• Stated problem
Copy out exactly each line from the line with "Find the player's" through the last line of the material below.

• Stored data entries
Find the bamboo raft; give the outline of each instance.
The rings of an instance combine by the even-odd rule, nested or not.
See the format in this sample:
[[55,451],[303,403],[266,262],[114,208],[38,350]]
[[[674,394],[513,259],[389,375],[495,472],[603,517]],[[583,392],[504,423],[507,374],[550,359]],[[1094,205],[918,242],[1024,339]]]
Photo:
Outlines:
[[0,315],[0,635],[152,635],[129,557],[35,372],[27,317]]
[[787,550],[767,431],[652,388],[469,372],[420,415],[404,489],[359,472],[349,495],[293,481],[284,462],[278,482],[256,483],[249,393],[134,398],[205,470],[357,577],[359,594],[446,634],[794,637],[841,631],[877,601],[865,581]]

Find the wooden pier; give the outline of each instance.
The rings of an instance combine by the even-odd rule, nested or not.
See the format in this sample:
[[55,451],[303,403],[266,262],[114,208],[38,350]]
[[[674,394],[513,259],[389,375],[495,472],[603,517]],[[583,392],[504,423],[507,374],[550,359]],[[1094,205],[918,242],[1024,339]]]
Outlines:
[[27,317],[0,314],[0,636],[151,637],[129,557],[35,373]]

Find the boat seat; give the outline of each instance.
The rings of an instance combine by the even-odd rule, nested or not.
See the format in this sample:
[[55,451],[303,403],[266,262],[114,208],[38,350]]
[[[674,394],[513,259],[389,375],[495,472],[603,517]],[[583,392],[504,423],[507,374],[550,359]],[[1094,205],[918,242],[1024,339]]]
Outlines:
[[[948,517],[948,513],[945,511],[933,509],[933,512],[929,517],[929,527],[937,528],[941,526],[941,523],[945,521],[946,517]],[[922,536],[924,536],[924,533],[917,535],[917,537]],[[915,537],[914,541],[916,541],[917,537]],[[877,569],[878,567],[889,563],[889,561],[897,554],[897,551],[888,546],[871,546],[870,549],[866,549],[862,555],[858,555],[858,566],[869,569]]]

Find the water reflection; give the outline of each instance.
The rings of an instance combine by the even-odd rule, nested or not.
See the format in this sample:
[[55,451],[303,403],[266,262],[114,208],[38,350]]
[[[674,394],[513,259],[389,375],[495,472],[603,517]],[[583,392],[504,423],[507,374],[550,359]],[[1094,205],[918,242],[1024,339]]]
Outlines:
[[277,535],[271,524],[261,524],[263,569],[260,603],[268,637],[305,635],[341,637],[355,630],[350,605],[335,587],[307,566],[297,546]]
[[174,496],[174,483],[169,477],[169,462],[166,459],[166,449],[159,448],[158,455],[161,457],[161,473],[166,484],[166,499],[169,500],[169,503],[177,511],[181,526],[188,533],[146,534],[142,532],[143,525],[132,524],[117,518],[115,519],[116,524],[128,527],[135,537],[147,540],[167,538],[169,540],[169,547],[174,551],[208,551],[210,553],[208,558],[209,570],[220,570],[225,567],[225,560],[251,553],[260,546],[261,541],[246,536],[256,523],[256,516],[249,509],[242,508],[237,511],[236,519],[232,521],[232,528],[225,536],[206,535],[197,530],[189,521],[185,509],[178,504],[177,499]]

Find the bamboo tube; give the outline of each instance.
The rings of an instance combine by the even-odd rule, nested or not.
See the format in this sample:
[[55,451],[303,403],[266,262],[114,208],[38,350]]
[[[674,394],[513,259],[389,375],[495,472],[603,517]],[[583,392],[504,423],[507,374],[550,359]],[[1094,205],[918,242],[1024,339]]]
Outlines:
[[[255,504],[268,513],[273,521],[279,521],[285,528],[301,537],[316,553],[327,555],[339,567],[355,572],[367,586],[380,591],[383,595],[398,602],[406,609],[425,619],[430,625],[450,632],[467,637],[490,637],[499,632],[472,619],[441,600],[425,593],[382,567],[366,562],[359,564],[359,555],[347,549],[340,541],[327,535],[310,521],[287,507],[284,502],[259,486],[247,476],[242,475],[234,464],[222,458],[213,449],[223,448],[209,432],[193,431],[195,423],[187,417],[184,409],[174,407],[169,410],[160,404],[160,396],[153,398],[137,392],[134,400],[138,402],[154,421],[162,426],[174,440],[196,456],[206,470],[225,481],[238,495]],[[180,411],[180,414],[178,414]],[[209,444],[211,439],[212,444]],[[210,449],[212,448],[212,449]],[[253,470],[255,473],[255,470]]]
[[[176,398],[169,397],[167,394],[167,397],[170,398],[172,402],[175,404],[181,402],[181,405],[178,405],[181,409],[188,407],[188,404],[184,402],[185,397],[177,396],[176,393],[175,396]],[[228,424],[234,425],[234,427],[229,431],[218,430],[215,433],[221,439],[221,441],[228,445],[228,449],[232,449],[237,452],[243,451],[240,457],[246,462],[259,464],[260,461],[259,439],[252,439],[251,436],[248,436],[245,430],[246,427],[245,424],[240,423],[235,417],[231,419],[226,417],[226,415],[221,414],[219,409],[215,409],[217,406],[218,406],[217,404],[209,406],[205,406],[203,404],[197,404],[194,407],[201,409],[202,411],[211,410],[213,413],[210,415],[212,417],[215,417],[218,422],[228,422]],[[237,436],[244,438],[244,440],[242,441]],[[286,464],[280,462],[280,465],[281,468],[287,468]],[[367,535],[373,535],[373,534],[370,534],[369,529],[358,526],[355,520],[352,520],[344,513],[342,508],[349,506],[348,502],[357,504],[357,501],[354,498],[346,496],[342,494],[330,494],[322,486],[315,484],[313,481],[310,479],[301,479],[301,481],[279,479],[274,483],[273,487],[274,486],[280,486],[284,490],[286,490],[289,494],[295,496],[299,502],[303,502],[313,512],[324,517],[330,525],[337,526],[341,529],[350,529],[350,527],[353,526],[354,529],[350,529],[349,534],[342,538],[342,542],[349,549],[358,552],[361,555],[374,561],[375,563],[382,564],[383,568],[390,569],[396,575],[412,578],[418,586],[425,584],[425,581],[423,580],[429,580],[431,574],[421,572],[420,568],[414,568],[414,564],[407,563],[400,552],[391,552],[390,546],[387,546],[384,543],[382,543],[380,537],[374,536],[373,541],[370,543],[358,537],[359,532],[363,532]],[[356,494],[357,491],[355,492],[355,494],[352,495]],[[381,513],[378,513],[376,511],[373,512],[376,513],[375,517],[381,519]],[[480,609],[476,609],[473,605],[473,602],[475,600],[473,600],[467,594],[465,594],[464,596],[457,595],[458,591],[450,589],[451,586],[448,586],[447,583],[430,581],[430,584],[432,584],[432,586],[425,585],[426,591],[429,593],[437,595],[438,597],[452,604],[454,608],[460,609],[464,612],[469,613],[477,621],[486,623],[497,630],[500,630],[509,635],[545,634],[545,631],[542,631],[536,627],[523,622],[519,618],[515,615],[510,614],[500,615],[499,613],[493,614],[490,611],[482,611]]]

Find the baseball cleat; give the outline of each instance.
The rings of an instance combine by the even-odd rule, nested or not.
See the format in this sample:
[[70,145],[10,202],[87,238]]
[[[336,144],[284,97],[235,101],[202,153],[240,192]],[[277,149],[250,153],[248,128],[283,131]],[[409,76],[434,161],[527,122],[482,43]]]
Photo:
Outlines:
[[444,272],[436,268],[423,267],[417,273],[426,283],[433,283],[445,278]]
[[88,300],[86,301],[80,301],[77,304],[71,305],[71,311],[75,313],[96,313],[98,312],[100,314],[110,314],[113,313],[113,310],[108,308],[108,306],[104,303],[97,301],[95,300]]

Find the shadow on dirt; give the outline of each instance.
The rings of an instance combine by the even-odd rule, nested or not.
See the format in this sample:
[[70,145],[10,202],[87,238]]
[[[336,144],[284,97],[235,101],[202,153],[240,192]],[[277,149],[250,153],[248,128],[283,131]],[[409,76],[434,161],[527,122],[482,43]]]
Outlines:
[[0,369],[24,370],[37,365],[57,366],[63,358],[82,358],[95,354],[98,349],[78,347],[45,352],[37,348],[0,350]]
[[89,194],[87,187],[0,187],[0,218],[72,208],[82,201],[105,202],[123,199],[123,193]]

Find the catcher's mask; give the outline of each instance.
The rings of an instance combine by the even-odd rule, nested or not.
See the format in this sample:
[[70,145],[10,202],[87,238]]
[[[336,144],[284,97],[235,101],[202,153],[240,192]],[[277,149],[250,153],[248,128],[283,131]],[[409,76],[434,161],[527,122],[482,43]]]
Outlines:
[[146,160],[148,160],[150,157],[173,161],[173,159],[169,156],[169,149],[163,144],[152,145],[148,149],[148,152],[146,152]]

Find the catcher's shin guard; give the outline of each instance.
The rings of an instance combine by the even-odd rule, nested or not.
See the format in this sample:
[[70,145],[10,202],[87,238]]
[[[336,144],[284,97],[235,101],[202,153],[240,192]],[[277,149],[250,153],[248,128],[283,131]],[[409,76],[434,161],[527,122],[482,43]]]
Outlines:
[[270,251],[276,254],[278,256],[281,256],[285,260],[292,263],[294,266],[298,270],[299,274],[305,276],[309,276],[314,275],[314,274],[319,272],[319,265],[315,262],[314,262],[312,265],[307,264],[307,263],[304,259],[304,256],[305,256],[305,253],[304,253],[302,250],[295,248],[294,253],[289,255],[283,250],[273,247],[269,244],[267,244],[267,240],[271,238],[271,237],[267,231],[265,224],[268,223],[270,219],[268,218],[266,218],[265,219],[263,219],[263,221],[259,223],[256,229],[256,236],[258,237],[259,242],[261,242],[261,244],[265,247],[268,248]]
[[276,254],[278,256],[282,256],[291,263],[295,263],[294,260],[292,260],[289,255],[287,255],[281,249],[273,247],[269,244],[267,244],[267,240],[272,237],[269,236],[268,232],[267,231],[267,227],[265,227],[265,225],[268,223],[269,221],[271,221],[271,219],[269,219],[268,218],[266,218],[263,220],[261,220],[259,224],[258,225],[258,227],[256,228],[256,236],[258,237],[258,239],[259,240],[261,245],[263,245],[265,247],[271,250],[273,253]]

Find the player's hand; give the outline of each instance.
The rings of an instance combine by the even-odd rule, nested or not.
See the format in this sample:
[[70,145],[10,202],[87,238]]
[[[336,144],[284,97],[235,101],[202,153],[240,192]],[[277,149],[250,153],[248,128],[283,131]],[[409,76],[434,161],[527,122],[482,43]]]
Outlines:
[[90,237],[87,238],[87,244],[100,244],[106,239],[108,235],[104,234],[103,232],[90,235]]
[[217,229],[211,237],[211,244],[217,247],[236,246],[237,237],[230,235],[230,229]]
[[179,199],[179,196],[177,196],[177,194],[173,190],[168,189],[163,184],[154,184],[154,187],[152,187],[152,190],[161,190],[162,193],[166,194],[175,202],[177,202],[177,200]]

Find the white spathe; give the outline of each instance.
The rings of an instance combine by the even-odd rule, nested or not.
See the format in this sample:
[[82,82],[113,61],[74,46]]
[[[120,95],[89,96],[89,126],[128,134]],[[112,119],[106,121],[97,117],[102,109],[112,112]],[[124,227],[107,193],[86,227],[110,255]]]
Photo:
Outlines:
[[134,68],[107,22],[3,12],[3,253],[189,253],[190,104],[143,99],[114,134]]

• Exercise result
Find the player's hand; give the outline of each instance.
The rings of an instance combine by the even-odd rule, nested or not.
See the format in this sample:
[[70,145],[10,202],[87,238]]
[[[336,144],[284,97],[235,101],[202,153],[240,192]],[[277,149],[250,153],[248,128],[283,131]],[[409,76],[434,161],[527,122],[482,43]]]
Outlines:
[[90,237],[87,238],[87,244],[100,244],[106,239],[108,235],[104,234],[103,232],[90,235]]
[[217,229],[211,237],[211,244],[217,247],[236,246],[237,237],[230,235],[230,229]]
[[179,199],[179,196],[177,196],[177,194],[173,190],[168,189],[163,184],[154,184],[154,187],[152,187],[152,190],[161,190],[162,193],[166,194],[175,202],[177,202],[177,200]]

Find the white spathe; give the outline of each instance.
The rings of an instance combine by the even-odd rule, nested or not.
See the format in this sample:
[[82,82],[113,61],[74,46]]
[[[120,95],[89,96],[89,126],[128,134]],[[112,119],[106,121],[97,117],[102,109],[112,112]],[[124,227],[107,193],[86,227],[110,255]]]
Photo:
Outlines:
[[134,68],[107,22],[3,12],[3,253],[189,253],[190,104],[143,99],[114,134]]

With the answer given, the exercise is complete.